- **SHORT TASK**:
Write out everything in the text about Begüm Birgören from "Begüm Birgören (born" down to "Kadir Has University.", substituting "September 20, 1982" for "20 September 1982".

- **SOURCE EXCERPT**:
####################

Begüm Birgören (born 20 September 1982) is a Turkish actress.

Early life
Begüm Birgören was born on 20 September 1982 in Eskişehir, Turkey. Her maternal family is of Circassian origin. Her father is a teacher, and her mother is an economist. The actress has stated that she has been fascinated in acting since she was 13. She completed her education in Bahçeşehir University Visual Arts and Visual Communication Design. She completed her master's degree at Film and Drama Department at Kadir Has University.

####################

(Location identification items)

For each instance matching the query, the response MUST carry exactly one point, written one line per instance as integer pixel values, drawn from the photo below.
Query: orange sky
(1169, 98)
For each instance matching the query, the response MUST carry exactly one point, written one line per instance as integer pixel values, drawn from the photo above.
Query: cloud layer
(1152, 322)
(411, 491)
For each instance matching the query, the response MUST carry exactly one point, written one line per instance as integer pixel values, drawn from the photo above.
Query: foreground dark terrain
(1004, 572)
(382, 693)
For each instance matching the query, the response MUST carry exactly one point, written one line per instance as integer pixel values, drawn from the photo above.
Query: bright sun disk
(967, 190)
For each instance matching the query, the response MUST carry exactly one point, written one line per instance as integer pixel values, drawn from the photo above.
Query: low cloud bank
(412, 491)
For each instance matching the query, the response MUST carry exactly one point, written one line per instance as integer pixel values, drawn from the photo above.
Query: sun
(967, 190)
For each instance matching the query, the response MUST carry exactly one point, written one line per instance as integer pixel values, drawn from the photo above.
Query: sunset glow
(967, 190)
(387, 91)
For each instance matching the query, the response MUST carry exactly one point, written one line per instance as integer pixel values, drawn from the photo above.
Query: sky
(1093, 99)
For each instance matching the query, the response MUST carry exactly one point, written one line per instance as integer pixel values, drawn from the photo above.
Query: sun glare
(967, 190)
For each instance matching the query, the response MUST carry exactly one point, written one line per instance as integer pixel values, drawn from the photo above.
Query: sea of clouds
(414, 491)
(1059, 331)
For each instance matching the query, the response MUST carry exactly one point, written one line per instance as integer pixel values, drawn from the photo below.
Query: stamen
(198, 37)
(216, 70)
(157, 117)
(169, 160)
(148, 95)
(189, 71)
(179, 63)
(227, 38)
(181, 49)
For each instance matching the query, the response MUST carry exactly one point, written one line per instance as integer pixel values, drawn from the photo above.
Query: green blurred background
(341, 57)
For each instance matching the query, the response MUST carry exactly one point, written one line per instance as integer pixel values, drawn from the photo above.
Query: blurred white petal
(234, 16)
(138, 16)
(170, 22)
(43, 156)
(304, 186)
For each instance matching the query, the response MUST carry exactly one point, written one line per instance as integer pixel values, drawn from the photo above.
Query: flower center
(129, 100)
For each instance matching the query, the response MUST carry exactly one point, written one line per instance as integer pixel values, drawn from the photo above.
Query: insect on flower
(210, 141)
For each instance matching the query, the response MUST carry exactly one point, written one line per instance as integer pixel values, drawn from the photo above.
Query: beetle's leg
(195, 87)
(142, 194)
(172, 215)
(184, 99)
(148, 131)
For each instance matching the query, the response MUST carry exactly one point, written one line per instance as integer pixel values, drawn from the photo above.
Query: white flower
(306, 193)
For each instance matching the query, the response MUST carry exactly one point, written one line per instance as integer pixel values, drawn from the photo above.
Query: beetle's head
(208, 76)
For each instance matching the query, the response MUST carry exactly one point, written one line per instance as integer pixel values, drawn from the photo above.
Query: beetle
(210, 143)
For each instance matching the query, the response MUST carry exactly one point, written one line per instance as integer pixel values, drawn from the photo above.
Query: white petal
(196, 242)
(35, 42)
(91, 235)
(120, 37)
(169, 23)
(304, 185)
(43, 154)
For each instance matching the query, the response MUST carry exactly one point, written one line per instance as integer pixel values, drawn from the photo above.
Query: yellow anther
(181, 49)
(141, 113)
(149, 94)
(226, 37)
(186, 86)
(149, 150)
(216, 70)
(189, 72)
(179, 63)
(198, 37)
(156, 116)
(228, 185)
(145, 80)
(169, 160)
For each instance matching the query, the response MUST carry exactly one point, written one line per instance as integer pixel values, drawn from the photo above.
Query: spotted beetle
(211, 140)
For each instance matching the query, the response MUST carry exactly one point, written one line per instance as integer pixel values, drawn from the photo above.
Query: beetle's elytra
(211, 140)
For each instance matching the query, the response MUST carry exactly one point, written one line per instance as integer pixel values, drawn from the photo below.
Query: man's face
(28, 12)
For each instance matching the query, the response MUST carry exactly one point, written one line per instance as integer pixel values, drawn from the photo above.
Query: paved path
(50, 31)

####################

- **TASK SOLUTION**:
Begüm Birgören (born September 20, 1982) is a Turkish actress.

Early life
Begüm Birgören was born on September 20, 1982 in Eskişehir, Turkey. Her maternal family is of Circassian origin. Her father is a teacher, and her mother is an economist. The actress has stated that she has been fascinated in acting since she was 13. She completed her education in Bahçeşehir University Visual Arts and Visual Communication Design. She completed her master's degree at Film and Drama Department at Kadir Has University.